* Directions for this task *
Which lines in the data below contain the string "nissan"? Pull out each of them.

*****

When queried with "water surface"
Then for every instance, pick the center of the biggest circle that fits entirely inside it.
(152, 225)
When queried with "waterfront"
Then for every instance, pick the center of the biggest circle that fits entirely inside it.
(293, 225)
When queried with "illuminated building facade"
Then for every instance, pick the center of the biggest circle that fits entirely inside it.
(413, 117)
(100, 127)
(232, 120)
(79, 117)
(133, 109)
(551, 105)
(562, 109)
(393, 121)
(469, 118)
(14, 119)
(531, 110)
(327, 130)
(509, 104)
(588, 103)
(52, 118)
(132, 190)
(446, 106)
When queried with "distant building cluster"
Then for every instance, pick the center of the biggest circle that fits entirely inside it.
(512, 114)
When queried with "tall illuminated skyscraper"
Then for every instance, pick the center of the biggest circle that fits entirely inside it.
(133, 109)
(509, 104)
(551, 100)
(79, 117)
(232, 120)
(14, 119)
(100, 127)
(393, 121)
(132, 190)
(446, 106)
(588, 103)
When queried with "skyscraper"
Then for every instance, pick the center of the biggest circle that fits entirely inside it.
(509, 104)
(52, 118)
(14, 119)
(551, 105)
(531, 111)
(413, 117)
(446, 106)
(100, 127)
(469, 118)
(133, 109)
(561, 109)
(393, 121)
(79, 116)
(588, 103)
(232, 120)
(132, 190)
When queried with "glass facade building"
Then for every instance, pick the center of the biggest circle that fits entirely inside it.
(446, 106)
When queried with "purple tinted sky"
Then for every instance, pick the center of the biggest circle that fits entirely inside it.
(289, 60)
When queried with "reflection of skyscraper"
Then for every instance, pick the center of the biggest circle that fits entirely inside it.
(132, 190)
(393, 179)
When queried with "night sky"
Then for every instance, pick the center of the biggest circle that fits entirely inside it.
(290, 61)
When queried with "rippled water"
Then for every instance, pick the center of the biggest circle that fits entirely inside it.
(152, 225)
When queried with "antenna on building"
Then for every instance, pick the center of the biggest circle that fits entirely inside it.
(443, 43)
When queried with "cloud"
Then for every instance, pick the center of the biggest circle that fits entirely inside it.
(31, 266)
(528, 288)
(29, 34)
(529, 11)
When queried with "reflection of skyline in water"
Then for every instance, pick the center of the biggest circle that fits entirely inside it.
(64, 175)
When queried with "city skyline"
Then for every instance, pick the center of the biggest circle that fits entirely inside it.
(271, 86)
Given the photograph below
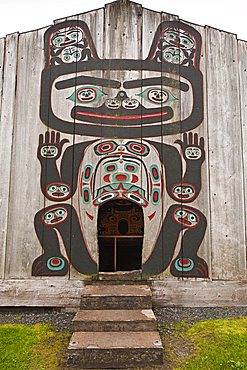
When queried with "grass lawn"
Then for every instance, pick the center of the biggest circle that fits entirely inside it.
(207, 345)
(31, 347)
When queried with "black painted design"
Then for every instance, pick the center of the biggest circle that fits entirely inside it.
(70, 55)
(122, 111)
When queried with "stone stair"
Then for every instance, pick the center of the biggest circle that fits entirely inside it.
(115, 328)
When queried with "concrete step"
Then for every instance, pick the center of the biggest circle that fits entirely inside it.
(114, 320)
(112, 297)
(101, 350)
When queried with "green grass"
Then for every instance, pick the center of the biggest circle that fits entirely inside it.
(217, 345)
(31, 347)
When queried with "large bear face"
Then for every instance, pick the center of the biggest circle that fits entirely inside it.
(86, 95)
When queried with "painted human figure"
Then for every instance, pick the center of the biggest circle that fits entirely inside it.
(130, 168)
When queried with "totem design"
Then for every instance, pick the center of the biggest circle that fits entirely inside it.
(133, 166)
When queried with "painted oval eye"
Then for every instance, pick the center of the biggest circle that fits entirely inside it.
(137, 148)
(192, 217)
(189, 191)
(49, 216)
(135, 198)
(181, 213)
(113, 103)
(130, 103)
(105, 147)
(176, 59)
(57, 41)
(168, 56)
(177, 189)
(187, 42)
(73, 35)
(106, 197)
(111, 167)
(66, 58)
(52, 188)
(64, 189)
(60, 212)
(130, 167)
(77, 54)
(157, 95)
(86, 95)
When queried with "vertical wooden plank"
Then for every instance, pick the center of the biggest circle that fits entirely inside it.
(95, 23)
(2, 52)
(242, 60)
(6, 132)
(25, 195)
(225, 156)
(201, 174)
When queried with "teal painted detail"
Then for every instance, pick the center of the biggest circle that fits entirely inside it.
(155, 173)
(86, 195)
(185, 264)
(55, 263)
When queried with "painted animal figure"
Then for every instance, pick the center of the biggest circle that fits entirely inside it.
(127, 117)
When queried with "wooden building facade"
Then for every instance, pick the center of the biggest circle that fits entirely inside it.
(123, 148)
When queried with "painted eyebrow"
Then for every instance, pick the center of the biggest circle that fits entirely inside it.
(156, 81)
(71, 82)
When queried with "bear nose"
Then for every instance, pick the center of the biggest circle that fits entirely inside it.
(121, 95)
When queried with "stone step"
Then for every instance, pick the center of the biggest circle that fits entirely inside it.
(120, 350)
(112, 297)
(114, 320)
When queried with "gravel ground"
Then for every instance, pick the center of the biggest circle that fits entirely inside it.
(165, 316)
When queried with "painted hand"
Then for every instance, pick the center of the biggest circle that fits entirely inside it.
(50, 146)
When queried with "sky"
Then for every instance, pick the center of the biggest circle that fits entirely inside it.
(27, 15)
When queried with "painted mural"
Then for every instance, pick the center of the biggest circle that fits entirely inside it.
(127, 117)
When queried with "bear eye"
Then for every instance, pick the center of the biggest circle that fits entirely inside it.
(157, 95)
(86, 95)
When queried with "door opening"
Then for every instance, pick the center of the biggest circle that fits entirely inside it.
(120, 236)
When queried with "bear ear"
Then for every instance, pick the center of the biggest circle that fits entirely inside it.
(176, 42)
(68, 42)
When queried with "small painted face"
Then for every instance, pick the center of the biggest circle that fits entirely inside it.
(183, 192)
(193, 153)
(173, 54)
(71, 54)
(55, 216)
(58, 191)
(49, 151)
(179, 38)
(67, 37)
(186, 217)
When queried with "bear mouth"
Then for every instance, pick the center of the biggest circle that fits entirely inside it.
(139, 116)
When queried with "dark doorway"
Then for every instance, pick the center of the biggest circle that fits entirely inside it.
(120, 236)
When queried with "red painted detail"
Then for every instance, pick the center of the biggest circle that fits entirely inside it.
(87, 173)
(104, 147)
(184, 221)
(89, 216)
(121, 177)
(155, 196)
(151, 216)
(56, 219)
(134, 179)
(86, 195)
(119, 118)
(55, 262)
(184, 262)
(111, 168)
(106, 178)
(155, 173)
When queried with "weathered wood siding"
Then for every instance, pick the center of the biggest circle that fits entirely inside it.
(124, 31)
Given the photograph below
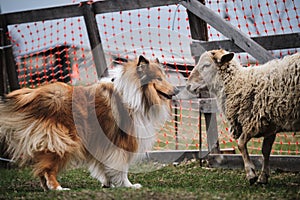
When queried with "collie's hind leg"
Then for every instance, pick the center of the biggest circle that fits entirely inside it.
(120, 178)
(47, 167)
(97, 171)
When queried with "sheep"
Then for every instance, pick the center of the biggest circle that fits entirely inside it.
(257, 101)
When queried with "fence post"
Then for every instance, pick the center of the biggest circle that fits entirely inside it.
(9, 60)
(3, 89)
(94, 38)
(199, 31)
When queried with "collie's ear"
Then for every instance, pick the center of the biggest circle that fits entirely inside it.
(142, 60)
(142, 65)
(226, 58)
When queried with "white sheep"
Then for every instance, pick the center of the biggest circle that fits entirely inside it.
(257, 101)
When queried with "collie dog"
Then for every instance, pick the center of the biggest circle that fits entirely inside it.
(105, 126)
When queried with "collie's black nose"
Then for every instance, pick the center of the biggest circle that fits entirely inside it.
(176, 90)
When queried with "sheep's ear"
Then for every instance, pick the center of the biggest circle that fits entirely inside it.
(142, 60)
(227, 57)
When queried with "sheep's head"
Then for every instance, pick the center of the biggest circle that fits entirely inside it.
(203, 76)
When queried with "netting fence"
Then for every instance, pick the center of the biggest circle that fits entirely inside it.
(59, 50)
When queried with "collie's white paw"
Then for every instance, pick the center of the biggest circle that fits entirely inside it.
(136, 186)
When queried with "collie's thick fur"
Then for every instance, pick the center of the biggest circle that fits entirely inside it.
(105, 126)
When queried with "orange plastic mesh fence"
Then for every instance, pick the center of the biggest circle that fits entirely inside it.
(58, 50)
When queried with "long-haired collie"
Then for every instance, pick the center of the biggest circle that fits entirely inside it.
(105, 126)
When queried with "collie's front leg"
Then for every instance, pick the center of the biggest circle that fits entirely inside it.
(120, 179)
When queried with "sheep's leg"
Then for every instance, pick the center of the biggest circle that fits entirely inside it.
(266, 150)
(248, 164)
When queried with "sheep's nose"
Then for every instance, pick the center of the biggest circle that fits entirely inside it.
(188, 87)
(176, 90)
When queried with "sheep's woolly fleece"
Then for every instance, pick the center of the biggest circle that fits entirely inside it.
(261, 99)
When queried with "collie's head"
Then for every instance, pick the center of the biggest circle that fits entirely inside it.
(143, 85)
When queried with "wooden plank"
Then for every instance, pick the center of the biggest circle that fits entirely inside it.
(2, 68)
(75, 10)
(223, 160)
(284, 162)
(94, 39)
(198, 27)
(208, 105)
(230, 31)
(123, 5)
(274, 42)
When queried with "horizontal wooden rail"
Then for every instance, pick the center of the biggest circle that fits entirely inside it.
(227, 29)
(274, 42)
(75, 10)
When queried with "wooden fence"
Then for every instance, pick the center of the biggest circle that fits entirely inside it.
(199, 16)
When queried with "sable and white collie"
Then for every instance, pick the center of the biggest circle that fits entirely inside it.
(105, 126)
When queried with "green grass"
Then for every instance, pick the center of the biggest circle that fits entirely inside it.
(185, 181)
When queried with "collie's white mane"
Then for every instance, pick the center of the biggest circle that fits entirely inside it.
(145, 122)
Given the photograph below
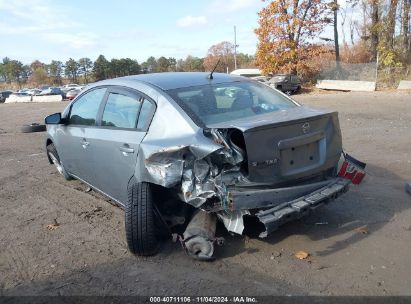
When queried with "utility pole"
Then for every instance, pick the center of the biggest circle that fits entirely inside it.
(235, 48)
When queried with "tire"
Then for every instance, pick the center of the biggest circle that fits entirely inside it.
(34, 127)
(141, 231)
(55, 159)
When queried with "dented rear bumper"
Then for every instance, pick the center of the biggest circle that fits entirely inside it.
(274, 217)
(274, 207)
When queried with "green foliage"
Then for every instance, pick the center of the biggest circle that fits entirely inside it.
(101, 68)
(85, 66)
(71, 69)
(387, 56)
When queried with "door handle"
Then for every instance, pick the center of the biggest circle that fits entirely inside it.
(85, 143)
(126, 149)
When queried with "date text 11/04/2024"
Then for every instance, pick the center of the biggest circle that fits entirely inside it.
(235, 299)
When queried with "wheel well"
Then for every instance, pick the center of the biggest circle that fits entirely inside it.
(49, 142)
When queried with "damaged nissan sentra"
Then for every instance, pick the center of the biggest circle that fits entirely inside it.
(188, 149)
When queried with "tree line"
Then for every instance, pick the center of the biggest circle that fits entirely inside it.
(84, 70)
(290, 34)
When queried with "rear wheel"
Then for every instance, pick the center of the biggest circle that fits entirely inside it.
(141, 231)
(55, 159)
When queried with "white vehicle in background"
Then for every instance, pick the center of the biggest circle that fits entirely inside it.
(247, 72)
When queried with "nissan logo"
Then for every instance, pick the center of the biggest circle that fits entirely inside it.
(305, 127)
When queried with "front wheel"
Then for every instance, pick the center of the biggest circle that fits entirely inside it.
(141, 231)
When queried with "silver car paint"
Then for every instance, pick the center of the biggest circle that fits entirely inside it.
(170, 154)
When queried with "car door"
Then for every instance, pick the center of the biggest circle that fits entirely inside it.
(122, 126)
(72, 138)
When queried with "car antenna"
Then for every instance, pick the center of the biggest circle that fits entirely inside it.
(211, 74)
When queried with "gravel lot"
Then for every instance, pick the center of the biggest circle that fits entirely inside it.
(87, 253)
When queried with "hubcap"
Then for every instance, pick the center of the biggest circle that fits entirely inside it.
(56, 163)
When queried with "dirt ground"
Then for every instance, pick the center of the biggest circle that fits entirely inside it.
(87, 253)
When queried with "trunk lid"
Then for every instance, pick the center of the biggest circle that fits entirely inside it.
(288, 145)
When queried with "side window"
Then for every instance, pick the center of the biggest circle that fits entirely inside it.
(145, 115)
(84, 110)
(121, 111)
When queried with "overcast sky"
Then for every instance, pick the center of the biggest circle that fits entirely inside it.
(46, 29)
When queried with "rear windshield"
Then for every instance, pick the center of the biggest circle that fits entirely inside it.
(223, 102)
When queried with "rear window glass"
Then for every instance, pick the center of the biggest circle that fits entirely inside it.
(210, 104)
(121, 111)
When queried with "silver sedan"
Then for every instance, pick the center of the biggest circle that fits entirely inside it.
(188, 149)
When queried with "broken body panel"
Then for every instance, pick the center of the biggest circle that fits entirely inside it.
(269, 166)
(280, 160)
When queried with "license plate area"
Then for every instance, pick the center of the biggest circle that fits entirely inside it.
(301, 154)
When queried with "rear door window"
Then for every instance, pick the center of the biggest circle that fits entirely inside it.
(84, 111)
(146, 113)
(121, 111)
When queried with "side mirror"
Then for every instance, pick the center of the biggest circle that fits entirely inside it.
(54, 119)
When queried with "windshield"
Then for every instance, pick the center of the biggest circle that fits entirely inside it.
(223, 102)
(277, 78)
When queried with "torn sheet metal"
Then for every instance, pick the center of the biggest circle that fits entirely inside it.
(199, 166)
(233, 221)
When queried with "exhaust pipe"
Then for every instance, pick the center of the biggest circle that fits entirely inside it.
(199, 235)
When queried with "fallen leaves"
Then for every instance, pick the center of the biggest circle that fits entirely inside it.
(302, 255)
(53, 226)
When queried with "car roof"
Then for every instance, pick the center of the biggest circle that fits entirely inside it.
(174, 80)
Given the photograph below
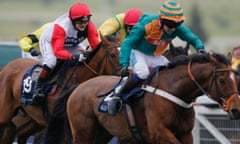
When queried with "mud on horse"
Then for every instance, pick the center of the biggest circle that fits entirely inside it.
(103, 61)
(164, 115)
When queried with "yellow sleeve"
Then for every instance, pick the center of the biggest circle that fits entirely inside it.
(31, 40)
(111, 25)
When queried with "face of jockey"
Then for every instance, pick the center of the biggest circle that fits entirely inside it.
(128, 28)
(80, 15)
(81, 23)
(168, 30)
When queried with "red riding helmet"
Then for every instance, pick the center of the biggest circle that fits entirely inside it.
(79, 10)
(132, 16)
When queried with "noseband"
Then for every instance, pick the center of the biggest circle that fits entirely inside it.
(225, 99)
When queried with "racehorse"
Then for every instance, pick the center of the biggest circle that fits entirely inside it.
(104, 60)
(56, 123)
(165, 114)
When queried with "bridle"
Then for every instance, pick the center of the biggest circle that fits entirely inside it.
(109, 60)
(225, 99)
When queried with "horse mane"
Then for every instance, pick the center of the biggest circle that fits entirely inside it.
(109, 38)
(200, 58)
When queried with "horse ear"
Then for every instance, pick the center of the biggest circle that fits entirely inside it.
(171, 46)
(102, 37)
(187, 47)
(229, 56)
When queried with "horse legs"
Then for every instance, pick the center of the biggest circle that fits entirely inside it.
(8, 134)
(25, 127)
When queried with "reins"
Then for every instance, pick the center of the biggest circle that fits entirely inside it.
(108, 60)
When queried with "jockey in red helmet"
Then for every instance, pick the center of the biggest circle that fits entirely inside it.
(80, 13)
(62, 39)
(121, 23)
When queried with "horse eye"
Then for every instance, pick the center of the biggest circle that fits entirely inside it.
(221, 81)
(112, 55)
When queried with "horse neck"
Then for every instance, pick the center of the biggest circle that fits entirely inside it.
(177, 81)
(100, 64)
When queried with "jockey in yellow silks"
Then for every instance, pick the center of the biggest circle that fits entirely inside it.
(30, 42)
(146, 43)
(121, 23)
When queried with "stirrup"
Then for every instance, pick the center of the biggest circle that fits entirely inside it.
(114, 105)
(38, 98)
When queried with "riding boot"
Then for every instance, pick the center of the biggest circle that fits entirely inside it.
(114, 105)
(38, 94)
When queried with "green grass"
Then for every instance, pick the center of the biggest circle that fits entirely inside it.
(18, 17)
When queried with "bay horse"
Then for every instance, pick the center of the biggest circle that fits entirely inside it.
(104, 61)
(57, 122)
(165, 114)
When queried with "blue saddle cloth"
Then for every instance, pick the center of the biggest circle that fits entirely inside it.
(135, 93)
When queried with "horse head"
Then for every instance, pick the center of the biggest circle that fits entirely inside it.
(223, 86)
(174, 51)
(213, 76)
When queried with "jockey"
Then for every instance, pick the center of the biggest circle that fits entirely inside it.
(62, 40)
(147, 42)
(121, 23)
(29, 43)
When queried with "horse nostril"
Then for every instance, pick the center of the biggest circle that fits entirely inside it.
(235, 114)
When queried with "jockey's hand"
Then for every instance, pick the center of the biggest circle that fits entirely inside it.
(124, 71)
(34, 52)
(202, 51)
(79, 57)
(87, 53)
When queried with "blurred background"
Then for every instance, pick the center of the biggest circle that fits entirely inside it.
(216, 22)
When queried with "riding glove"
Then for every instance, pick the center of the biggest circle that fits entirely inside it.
(124, 71)
(202, 51)
(79, 57)
(34, 52)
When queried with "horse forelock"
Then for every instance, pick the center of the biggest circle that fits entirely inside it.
(221, 58)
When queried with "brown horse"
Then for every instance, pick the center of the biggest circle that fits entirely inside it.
(164, 115)
(103, 61)
(56, 123)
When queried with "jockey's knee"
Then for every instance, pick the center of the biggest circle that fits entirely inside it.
(142, 74)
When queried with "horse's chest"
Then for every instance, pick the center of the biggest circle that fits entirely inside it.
(182, 122)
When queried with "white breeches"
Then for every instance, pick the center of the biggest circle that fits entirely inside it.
(141, 63)
(48, 56)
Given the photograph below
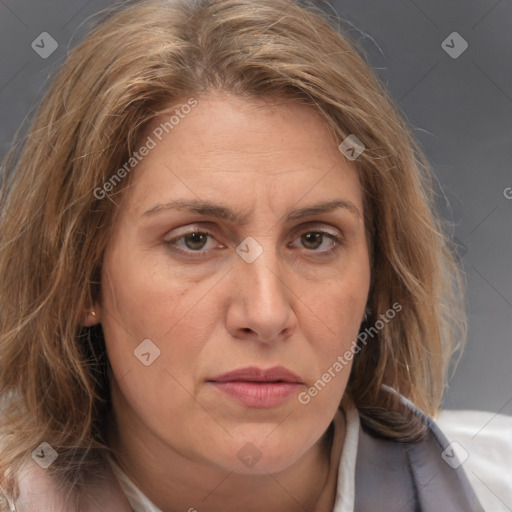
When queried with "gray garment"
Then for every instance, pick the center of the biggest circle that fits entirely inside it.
(411, 477)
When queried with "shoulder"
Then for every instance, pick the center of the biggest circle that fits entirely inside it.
(483, 444)
(424, 475)
(39, 492)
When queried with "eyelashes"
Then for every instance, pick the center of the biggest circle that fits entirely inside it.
(195, 243)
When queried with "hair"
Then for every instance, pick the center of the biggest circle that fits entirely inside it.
(137, 62)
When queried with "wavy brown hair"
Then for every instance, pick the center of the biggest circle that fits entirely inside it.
(140, 60)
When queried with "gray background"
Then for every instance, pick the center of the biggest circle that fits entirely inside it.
(460, 110)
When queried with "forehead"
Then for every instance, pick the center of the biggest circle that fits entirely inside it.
(241, 150)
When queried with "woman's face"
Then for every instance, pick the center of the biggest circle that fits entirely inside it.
(272, 285)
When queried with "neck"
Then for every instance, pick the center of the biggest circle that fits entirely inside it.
(175, 483)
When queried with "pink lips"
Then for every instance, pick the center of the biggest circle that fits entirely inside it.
(258, 388)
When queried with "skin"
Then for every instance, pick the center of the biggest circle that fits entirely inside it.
(297, 305)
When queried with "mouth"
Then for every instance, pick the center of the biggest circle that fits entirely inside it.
(258, 388)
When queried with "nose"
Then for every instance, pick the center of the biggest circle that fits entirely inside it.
(261, 301)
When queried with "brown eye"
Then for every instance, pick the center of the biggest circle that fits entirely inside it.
(195, 241)
(312, 240)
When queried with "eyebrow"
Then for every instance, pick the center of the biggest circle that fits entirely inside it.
(211, 209)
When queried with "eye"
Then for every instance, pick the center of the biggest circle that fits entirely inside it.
(320, 241)
(191, 242)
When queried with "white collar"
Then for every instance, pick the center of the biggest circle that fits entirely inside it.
(345, 493)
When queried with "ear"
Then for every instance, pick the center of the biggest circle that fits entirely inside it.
(91, 317)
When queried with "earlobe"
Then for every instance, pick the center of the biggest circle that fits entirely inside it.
(91, 318)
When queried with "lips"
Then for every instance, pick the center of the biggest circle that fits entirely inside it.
(258, 388)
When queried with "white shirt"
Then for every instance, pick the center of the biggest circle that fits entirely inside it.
(483, 445)
(345, 494)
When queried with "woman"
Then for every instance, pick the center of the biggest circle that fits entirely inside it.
(223, 285)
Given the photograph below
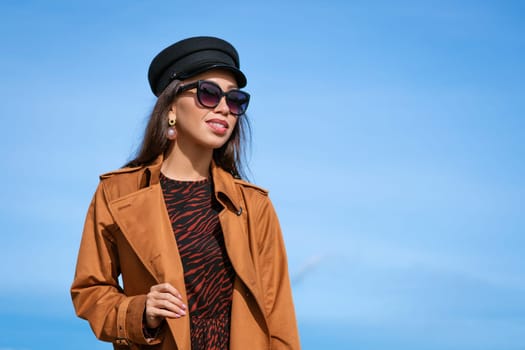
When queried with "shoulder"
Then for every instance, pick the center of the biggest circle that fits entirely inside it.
(249, 187)
(120, 182)
(121, 171)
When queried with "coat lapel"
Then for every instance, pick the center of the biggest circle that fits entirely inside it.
(143, 220)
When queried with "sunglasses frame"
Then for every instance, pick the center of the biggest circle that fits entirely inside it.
(197, 84)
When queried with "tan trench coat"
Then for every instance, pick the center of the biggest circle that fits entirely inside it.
(128, 232)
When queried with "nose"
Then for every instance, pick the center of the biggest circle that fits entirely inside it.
(222, 107)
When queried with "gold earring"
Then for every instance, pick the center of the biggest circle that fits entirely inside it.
(172, 132)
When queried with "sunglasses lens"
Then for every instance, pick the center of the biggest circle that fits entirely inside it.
(237, 101)
(209, 95)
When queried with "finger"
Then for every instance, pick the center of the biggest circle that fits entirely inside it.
(169, 303)
(159, 299)
(166, 288)
(171, 298)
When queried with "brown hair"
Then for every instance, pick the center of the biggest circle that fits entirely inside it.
(229, 157)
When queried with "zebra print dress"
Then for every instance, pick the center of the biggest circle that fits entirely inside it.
(208, 273)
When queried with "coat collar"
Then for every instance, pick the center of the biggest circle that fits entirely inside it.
(223, 182)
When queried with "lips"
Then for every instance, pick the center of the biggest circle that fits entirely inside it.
(218, 125)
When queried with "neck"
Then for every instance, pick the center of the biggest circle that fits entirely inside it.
(187, 164)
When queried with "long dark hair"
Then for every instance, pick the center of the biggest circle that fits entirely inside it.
(230, 156)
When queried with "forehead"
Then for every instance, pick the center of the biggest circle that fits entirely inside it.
(223, 78)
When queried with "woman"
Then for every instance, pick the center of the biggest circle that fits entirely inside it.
(199, 250)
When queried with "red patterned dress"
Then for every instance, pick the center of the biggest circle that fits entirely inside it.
(208, 273)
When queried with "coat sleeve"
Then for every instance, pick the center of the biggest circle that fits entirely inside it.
(276, 281)
(96, 294)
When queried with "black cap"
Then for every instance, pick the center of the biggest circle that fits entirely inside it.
(190, 57)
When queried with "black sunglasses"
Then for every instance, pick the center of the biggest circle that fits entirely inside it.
(210, 94)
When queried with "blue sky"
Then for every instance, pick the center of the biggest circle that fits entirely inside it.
(390, 134)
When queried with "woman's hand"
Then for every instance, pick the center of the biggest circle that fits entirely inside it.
(162, 301)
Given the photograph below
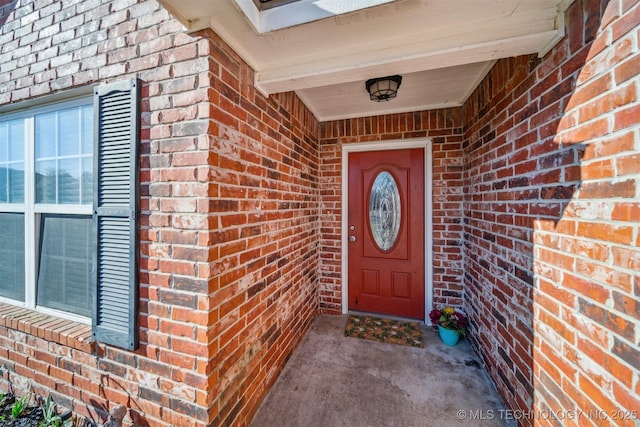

*****

* Full solution *
When queried with "damaged nissan sentra"
When queried with "nissan logo"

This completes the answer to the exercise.